| Material |

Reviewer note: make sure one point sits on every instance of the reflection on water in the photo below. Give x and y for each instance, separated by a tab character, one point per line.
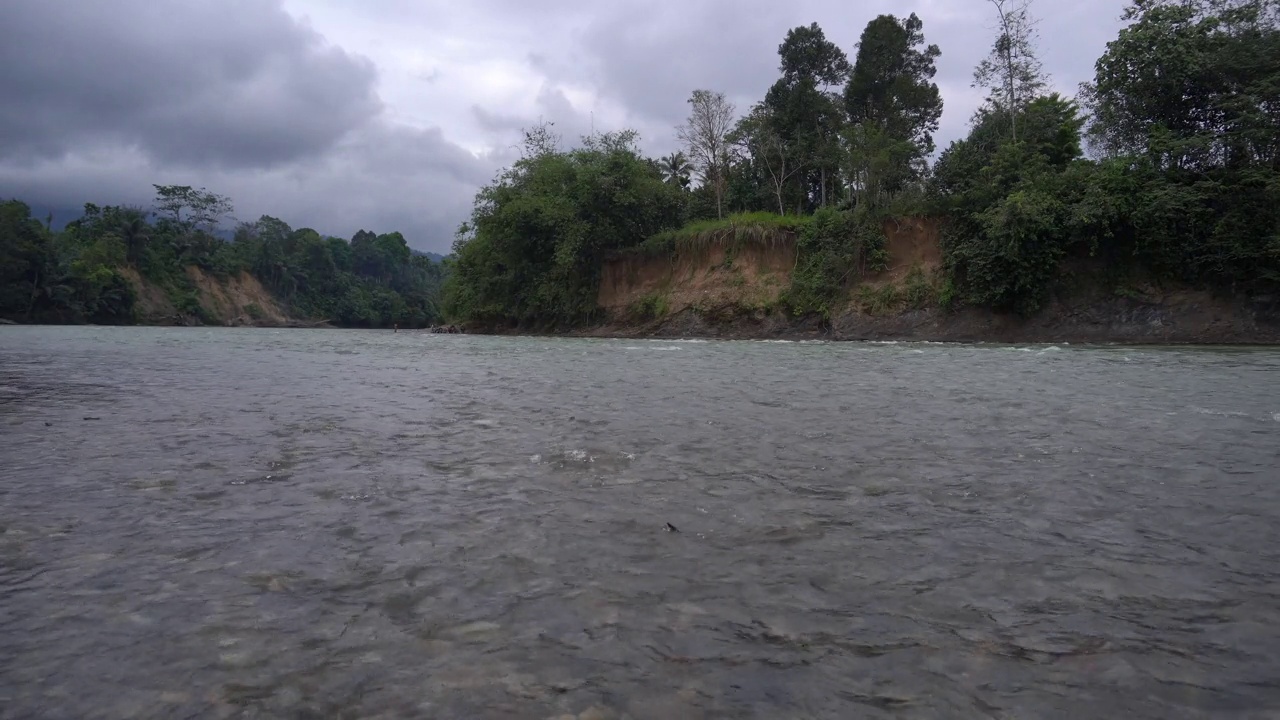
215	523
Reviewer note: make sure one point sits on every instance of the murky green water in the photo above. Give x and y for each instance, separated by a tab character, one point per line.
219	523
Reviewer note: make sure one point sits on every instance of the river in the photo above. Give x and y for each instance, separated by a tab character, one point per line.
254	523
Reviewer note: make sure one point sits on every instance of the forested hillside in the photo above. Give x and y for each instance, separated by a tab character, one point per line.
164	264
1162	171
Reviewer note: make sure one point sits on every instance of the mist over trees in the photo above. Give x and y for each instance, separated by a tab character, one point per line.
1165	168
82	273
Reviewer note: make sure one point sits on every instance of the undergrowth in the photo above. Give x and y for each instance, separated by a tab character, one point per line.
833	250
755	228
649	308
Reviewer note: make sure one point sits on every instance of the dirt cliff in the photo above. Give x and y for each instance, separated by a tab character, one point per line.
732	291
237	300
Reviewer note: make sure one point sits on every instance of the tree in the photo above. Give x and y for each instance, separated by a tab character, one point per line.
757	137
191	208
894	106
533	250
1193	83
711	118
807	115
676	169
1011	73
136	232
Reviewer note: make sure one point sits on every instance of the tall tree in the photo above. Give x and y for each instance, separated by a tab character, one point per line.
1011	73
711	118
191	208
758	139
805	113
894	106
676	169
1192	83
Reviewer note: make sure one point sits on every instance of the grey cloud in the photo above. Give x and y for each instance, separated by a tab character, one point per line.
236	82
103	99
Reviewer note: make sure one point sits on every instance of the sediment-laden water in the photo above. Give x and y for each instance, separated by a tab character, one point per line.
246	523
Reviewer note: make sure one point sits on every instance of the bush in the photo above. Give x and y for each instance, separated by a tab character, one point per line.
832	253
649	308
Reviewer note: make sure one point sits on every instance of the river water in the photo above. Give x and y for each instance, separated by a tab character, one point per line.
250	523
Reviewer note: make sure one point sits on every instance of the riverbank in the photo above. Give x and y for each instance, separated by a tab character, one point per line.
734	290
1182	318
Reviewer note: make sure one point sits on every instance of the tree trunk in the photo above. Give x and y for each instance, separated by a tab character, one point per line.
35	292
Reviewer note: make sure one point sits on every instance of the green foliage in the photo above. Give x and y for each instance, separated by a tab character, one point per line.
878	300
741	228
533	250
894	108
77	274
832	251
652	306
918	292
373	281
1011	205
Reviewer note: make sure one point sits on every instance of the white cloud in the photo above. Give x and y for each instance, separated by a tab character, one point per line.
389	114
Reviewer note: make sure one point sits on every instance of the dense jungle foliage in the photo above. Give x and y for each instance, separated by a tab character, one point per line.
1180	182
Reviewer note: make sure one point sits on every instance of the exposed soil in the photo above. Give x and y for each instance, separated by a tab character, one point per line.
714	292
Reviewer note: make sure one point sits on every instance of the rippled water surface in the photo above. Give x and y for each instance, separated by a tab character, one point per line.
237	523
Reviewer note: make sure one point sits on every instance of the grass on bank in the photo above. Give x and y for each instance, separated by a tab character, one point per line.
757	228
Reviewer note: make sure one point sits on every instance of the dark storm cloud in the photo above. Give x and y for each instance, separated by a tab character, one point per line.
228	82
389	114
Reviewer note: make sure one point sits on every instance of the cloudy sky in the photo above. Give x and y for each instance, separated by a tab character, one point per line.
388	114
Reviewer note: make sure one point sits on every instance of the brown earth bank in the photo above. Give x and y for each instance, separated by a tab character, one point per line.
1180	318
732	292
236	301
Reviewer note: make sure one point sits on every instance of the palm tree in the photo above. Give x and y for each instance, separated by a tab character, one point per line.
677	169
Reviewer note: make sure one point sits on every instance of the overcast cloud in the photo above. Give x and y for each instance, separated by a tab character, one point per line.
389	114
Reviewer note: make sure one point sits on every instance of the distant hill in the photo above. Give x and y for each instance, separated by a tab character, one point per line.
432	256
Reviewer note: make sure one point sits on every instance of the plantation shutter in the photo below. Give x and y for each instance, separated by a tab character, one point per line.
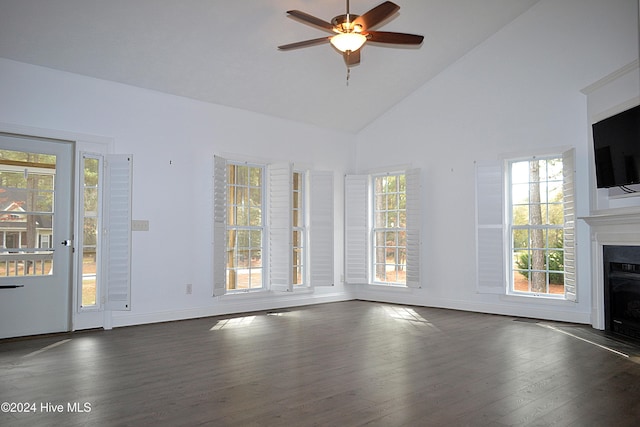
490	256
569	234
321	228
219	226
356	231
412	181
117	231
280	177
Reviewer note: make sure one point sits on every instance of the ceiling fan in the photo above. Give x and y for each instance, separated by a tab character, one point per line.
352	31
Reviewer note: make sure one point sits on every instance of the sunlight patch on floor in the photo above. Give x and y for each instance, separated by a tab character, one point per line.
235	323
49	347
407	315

| Task |
All the records need to be repeated exactly, with the images dropped.

| Task solution |
Reviewer note: make sure one point sits on every instance of the reflection on water in the photo below. Give x and y for each instance, separated by a tab character, one point per line.
215	523
Reviewer note: make sure one point sits on every instance of the murky green water in the photo above. Give x and y for each instance, separated by a tab character, one point per line.
219	523
Reviewer note: make sure one point sits on every instance of the river in the photo above. Give x and y for each instance, separated by a tab character, one point per line.
254	523
Reviewer note: make sure one point sits on every instance of the forested hillside in the photo above. Give x and y for each instance, separated by a tab character, one point per line.
164	264
1162	171
Reviewer note: make sure one point sits on every instance of the mist over trees in the photo above. Give x and y for each instance, separated by a tab character, one point per line.
1165	168
82	273
Reviewer note: make sure one point sits on every instance of the undergrowth in the photo above. Give x and y for each instance, separated by a tab character, one point per line.
833	250
755	228
649	308
Reviewer note: make sure one point sits on every instance of the dirt cliff in the photo above. Give x and y for each instance, separated by a tab character, one point per line.
732	291
237	300
Reviewer note: make sure one point sits on every instance of the tree in the photo above. Give x and y for each instance, separated by a tab character, one point per line.
757	137
191	208
894	106
533	250
1193	83
711	118
807	115
676	169
1011	73
136	232
Reviewer note: make sure one point sits on every instance of the tall tree in the photo above. Give x and y for each instance, separated by a tab character, one point per line.
1011	73
711	118
191	208
758	139
805	113
894	106
676	169
1192	83
Reviewer note: make sure one point sits on every instance of the grey cloud in the photo above. Give x and y for each instance, separated by a tab character, one point per line.
236	82
103	99
Reviewer note: make sure one point sits on every instance of the sediment-laden water in the photo above. Give x and y for each instance, separated by a tab character, one point per line.
246	523
Reviewer note: make sure one point sits on every instance of the bush in the photo above. Give x and y for each instance, separated by a tab character, one point per line.
832	253
649	308
Reviewer note: make sure one point sits on every instance of the river water in the photo above. Give x and y for each instance, separated by a tab character, one point per line.
250	523
Reviewer note: make sure one point sits on every instance of the riverbank in the photo above. Give x and y for each instance, separated by a tab character, one point per line.
734	290
1182	318
Reviewer note: make sure one point sits on every instance of the tree trunk in the photo above. Give x and y for each instance, separated by a tab character, one point per line.
35	292
Reviewer note: make sure one point sits on every instance of the green foliage in the photo above. Give x and y for each instance, separated by a tab character, one point per line.
878	300
741	228
533	250
894	108
77	274
832	251
652	306
918	292
373	281
1011	205
Reviewer note: make sure one point sits on every instance of the white cloud in the photo above. Give x and y for each instance, separated by a tab character, one point per line.
389	114
Reviewer note: make sure one point sits on every instance of the dense jungle foliage in the photo above. Give x and y for each instance, separated by a tab character, one point per line.
1180	182
Reviewer note: make sure one point sits on every instance of the exposed soil in the photo above. Give x and y for each instance, separated by a tab character, one point per line.
714	292
Reviewer note: make sure one point sits on every instance of the rippled water surface in the photo above. Give x and y for each instance, separated by a tab character, one point per line.
237	523
Reviewer note: make sure one point sits on every instance of the grass on bank in the photo above. Give x and y for each instance, separated by a tab character, one point per line.
757	228
Reviewer note: make sure one point sits on every instance of the dark storm cloud in the photo above. Give x and y for each instance, separated by a tab character, one point per line.
228	82
389	114
Reviewer note: make sure one point sits on every instance of the cloudy sky in the photo above. Give x and y for each instance, separated by a tab character, one point per line.
388	114
Reviewer note: make sure one point sits on every instance of the brown earth bank in the photo above. Give x and y for each instance, separated by a tab character, one point per line.
1180	318
732	292
236	301
Reviewer note: make sure one point sits on every instance of the palm tree in the photo above. Give x and y for each instance, separated by a tab character, one point per line.
677	169
Reviewer note: make sure one point sits on every instance of the overcast cloud in the photo above. Give x and y for each instance, separated by a tab character, one point per line.
389	114
Reviewer note: make sure one point sits on every instance of the distant hill in the photo above. Give x and y for each instance, separated by a tab character, one point per line.
432	256
Reviewer note: make sure one point sits on every instance of the plantation shutter in the photo below. Give x and y for each instance, separated by a tab character, one point per line.
490	256
569	234
321	228
219	226
356	231
412	181
117	231
280	177
Reviewer note: make sure one point sits on every instance of the ceiling fan in the photo above. Give x and y for each instance, separated by a tab character, one point per line.
352	31
Reviewer note: make sure one point sits on every instance of the sunlight patch on floor in the photo above. Give x and y for each instance, separated by a tab character, one point per line.
235	323
49	347
407	315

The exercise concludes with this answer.